WHAT YOU NEED TO DO
Turn the rows below into a JSON list of strings with one string for each line, skipping blank lines. Leave the pictures out.

Point placement records

.....

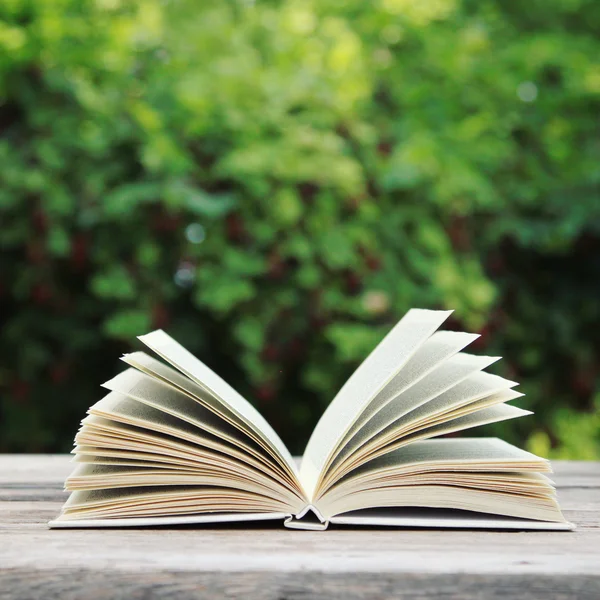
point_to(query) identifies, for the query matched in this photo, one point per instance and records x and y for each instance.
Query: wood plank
(271, 562)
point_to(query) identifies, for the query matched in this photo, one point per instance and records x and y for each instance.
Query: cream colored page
(148, 390)
(450, 450)
(493, 414)
(366, 382)
(187, 363)
(158, 370)
(443, 378)
(441, 346)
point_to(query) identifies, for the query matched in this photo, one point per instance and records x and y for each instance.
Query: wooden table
(274, 563)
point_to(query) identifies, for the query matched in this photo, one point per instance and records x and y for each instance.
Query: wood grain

.....

TASK RESPONSE
[
  "point_to(query) identifies, for the query matched in this photo, one point per instance and records x and y for each instance.",
  "Query: wood plank",
  "(271, 562)",
  "point_to(query) identifies, for the query matched in this photo, one point per instance and records x and y for each instance.",
  "Query: cream colored page",
  "(148, 390)",
  "(450, 450)",
  "(493, 414)",
  "(366, 382)",
  "(187, 363)",
  "(158, 370)",
  "(443, 378)",
  "(441, 346)",
  "point_to(query) identifies, for the query matched in this photo, one point per instance and records x and y for each instance.",
  "Query: wooden table",
  "(274, 563)",
  "point_to(query) identifies, for the query matched in this photo, one point per instance and records x and y for each instance.",
  "Query: wood grain"
]